— Start PASSAGE PROVIDED —

"It's hard to see where your going when all you focus on is your past"
...NOW...for that DARN REAR VIEW MIRROR!!!
I can't tell you when exactly I took on the roll of "BELL HOP" but I know it was WAY BACK!! I can't/won't tell you about all the heavy bags I have toted around but suffice it to say I have had WAY TOO many over flowing TRUNKS really. Let me tell you about the one I blew the lid off this last week. I know it may sound trivial to many of you (and compared to some of my others) but it was a LONG time coming and so for me A BIGGIE!!!
I can't begin to even guess how may decades but for almost as long as I can remember I have been an "on Spec" shopper. I think it started as I started "borrowing" things from my sister's closet (her stuff was always so much more grown up and cuter - just sayin) & getting to keep the stuff she didn't want. She is a few years older then me so I hadn't grown completely into them yet - Thus "On Spec" part of my brain was ignited.

— End PASSAGE PROVIDED —
— Start DATA SECTION —

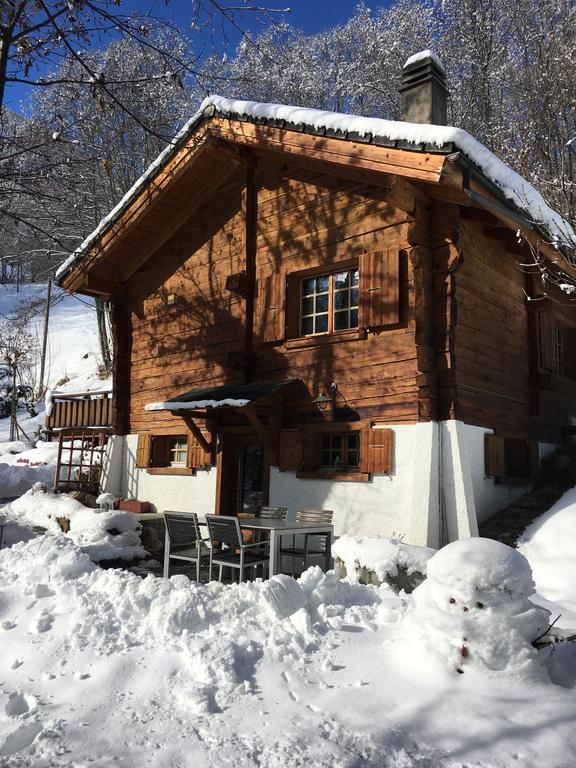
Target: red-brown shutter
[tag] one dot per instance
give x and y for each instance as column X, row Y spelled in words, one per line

— End DATA SECTION —

### WORK TO DO
A) In the post about being an "on Spec" shopper, list every expression set in quotation marks, in the order they appear.
B) In the post about being an "on Spec" shopper, whose closet did the writer start "borrowing" things from?
C) Pick up the post about being an "on Spec" shopper from its last sentence and continue it in the same voice.
The material that comes after the post is separate from it and has nothing to do with it.

### ANSWERS TO THE PROBLEMS
A)
1. "It's hard to see where your going when all you focus on is your past"
2. "BELL HOP"
3. "on Spec"
4. "borrowing"
5. "On Spec"

B) The writer's sister's closet.

C)
Now over the years...as with any NORMAL woman...we all experience the "WEIGHT FLUCTUATION"...one year you're the "Barbie doll" (miracles do happen) then the next your "Mrs. Potato Head" (all good things must come to an end...even miracles sometimes)...sigh
So...I began buying things thinking I would easily loose those few (sometimes more then a few) pesky pounds and look Fab I had never really thought to define it until watching an interview with Luther Vandross (sigh...) and he talked about his ever changing weight and how he had created 3 closets in his house. LIGHT BULB MOMENT...sadly not really any bulb I ever wanted to see but at least I wasn't alone. We had even both named our closets (mine was duffel bags...who really can afford 3 separate closets)
"Fab", "Fatter" & "Whatever"...(cause this is a temporary stop) Well, that temporary stop has been a long and winding road with an extra here and there so of course has the "On Spec" shopping. I will tell you that for the most part....I hate shopping so it doesn't happen often...but it still happens.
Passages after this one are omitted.